課題の説明: 以下の項目をすべて、一字一句変えずに書き写してください。ただし、画像は解答に含めないでください。
################
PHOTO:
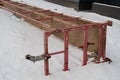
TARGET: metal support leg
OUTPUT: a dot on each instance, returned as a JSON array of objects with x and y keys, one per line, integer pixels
[
  {"x": 104, "y": 42},
  {"x": 85, "y": 47},
  {"x": 66, "y": 41},
  {"x": 46, "y": 62},
  {"x": 100, "y": 49}
]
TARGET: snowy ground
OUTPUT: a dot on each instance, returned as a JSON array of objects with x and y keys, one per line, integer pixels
[{"x": 18, "y": 38}]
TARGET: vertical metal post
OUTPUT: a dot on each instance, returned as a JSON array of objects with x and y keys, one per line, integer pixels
[
  {"x": 85, "y": 46},
  {"x": 46, "y": 62},
  {"x": 100, "y": 48},
  {"x": 104, "y": 42},
  {"x": 66, "y": 41}
]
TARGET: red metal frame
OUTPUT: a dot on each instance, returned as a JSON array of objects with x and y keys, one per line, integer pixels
[
  {"x": 102, "y": 37},
  {"x": 101, "y": 50}
]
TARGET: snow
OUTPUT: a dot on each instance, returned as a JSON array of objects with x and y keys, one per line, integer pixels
[{"x": 18, "y": 38}]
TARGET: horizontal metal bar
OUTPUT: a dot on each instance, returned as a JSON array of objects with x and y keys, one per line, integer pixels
[
  {"x": 56, "y": 14},
  {"x": 44, "y": 19},
  {"x": 56, "y": 52},
  {"x": 70, "y": 19}
]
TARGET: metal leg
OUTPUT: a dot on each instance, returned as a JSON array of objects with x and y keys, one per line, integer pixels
[
  {"x": 66, "y": 41},
  {"x": 85, "y": 47},
  {"x": 46, "y": 62},
  {"x": 100, "y": 48}
]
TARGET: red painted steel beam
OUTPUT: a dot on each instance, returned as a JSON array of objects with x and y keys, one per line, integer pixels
[
  {"x": 43, "y": 10},
  {"x": 70, "y": 19},
  {"x": 54, "y": 53},
  {"x": 27, "y": 12},
  {"x": 66, "y": 42},
  {"x": 56, "y": 14},
  {"x": 85, "y": 46},
  {"x": 74, "y": 28}
]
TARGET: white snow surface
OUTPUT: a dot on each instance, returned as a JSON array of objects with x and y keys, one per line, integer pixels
[{"x": 18, "y": 38}]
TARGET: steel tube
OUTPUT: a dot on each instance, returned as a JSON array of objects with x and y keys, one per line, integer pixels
[
  {"x": 85, "y": 46},
  {"x": 56, "y": 52},
  {"x": 100, "y": 48},
  {"x": 66, "y": 42}
]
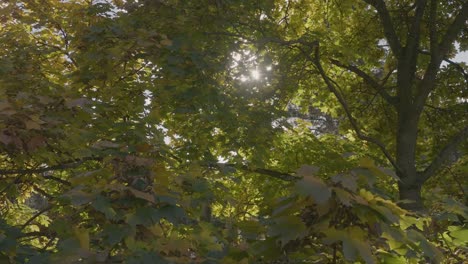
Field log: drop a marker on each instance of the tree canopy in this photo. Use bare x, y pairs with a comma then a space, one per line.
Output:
229, 131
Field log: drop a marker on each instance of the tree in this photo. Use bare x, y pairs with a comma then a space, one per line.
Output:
158, 131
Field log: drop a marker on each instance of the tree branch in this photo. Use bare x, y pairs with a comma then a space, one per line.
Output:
369, 80
387, 24
344, 104
275, 174
410, 55
454, 29
451, 62
64, 166
428, 83
36, 215
443, 156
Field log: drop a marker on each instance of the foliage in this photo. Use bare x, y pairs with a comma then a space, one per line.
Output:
159, 132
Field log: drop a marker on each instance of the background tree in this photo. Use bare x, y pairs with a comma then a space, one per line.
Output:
160, 131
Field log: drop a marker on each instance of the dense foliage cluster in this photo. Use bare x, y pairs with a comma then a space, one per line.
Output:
230, 131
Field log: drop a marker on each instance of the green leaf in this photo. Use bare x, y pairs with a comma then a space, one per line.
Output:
314, 187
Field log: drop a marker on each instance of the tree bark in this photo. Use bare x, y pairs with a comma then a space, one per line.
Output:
410, 196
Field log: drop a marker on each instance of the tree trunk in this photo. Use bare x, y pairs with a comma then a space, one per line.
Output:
411, 194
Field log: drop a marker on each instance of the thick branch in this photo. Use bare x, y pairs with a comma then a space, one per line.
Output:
344, 104
451, 62
387, 23
369, 80
453, 31
412, 44
432, 27
275, 174
443, 157
64, 166
36, 215
428, 83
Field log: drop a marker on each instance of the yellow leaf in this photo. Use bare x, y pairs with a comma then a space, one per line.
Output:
166, 42
83, 237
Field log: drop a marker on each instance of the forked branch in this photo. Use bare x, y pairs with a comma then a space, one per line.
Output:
331, 86
443, 157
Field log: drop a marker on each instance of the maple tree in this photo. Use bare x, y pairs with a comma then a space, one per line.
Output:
233, 131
################
この課題の解答:
PHOTO:
TARGET: metal support leg
OUTPUT: a dot on each instance, returned as a JSON array of objects with x and y keys, one per line, integer pixels
[
  {"x": 104, "y": 42},
  {"x": 85, "y": 47},
  {"x": 66, "y": 41},
  {"x": 46, "y": 62},
  {"x": 100, "y": 49}
]
TARGET: snowy ground
OUTPUT: a dot on each instance, returned as a JSON array of objects with x and y keys, one per line, integer pixels
[{"x": 18, "y": 38}]
TARGET: vertical metal post
OUTPUT: a dot on each instance, returned as a JSON array of objects with x and y keys, one per line, integer pixels
[
  {"x": 85, "y": 46},
  {"x": 46, "y": 62},
  {"x": 100, "y": 48},
  {"x": 104, "y": 42},
  {"x": 66, "y": 41}
]
TARGET: red metal frame
OUTPUT: a dot on each instance, returned as a JSON array of objects with x and y keys, one per line, integer pixels
[
  {"x": 102, "y": 37},
  {"x": 101, "y": 50}
]
TARGET: snow
OUTPUT: a dot on each instance, returned as a JSON array of objects with x and y keys, one per line, integer pixels
[{"x": 18, "y": 38}]
TARGET: horizontal metal bar
OUTPUT: a dot on each instance, returned as a JSON array of objects with x and y keys, one per line, integer pixels
[
  {"x": 56, "y": 14},
  {"x": 44, "y": 19},
  {"x": 56, "y": 52},
  {"x": 70, "y": 19}
]
TARGET: metal leg
OUTPUT: a dot on each instance, returned as a JSON array of objects with x and y keys, one per line, integer pixels
[
  {"x": 66, "y": 41},
  {"x": 85, "y": 47},
  {"x": 46, "y": 62},
  {"x": 100, "y": 48}
]
TARGET: red painted steel beam
OUTPUT: a dot on each instance, returned as a JSON array of objects with x and y keys, one per line, integer pixels
[
  {"x": 43, "y": 10},
  {"x": 70, "y": 19},
  {"x": 54, "y": 53},
  {"x": 27, "y": 12},
  {"x": 66, "y": 42},
  {"x": 56, "y": 14},
  {"x": 85, "y": 46},
  {"x": 74, "y": 28}
]
TARGET: white snow surface
OUTPUT: a dot on each instance, returned as a JSON array of objects with x and y keys, one per line, integer pixels
[{"x": 18, "y": 38}]
TARGET: steel tube
OUTPUT: a dot on each instance, returned as a JSON array of objects with x and y keys, one per line, integer pixels
[
  {"x": 85, "y": 46},
  {"x": 56, "y": 52},
  {"x": 100, "y": 48},
  {"x": 66, "y": 42}
]
Field log: drop a marker on each instance of the tree canopy in this photo. Use bare x, y pairs with a comma then a space, one per line.
Output:
229, 131
Field log: drop a marker on each instance of the tree in this photo. Use bare x, y pairs with a comma then a space, one per line.
Output:
158, 131
Field log: drop a marker on each instance of the tree branch in this photo. Use bare x, y pairs with a comma then a space, one per line.
Output:
369, 80
387, 24
344, 104
275, 174
410, 55
454, 29
451, 62
64, 166
428, 83
36, 215
443, 156
Field log: drop a marker on each instance of the foliage in this photo. Use bare x, y pairs with a comma then a space, one per line.
Output:
159, 132
Field log: drop a marker on each instance of the background tree in this photo. Use bare x, y pairs with a comma then a space, one per line.
Output:
160, 131
Field log: drop a marker on each instance of the dense foliage cluster in this photo. Use bare x, y pairs with a comma then a space, one per line.
Output:
230, 131
Field log: drop a marker on each instance of the green leaf in this photo. Use bare x, y pairs with a comma then a space, one per line.
Output:
314, 187
Field log: drop a marker on each instance of the tree bark in this photo. Use bare x, y pairs with a comma then a space, one per line.
Output:
410, 196
Field log: drop a marker on each instance of the tree trunk in this photo. Use bare x, y pairs with a comma then a space, one per line.
Output:
411, 194
Field log: drop a marker on each instance of the thick branch in this photo. Use bare x, y pairs with a comma then a space, one per line.
Output:
344, 104
451, 62
387, 23
369, 80
453, 31
412, 44
432, 27
275, 174
443, 157
64, 166
36, 215
428, 83
Field log: drop a marker on each instance of the yellow leaf in this photo. Use bare x, y pairs with a comma then a space, one per line.
Output:
166, 42
83, 237
Field log: drop a marker on each instance of the forked branch in this photo. Use bare x, y pairs with a comma then a space, one per line.
Output:
331, 86
443, 157
Field log: drop a marker on each instance of the maple tree in this photo. Use bare x, y pairs with a comma then a space, one per line.
Output:
233, 131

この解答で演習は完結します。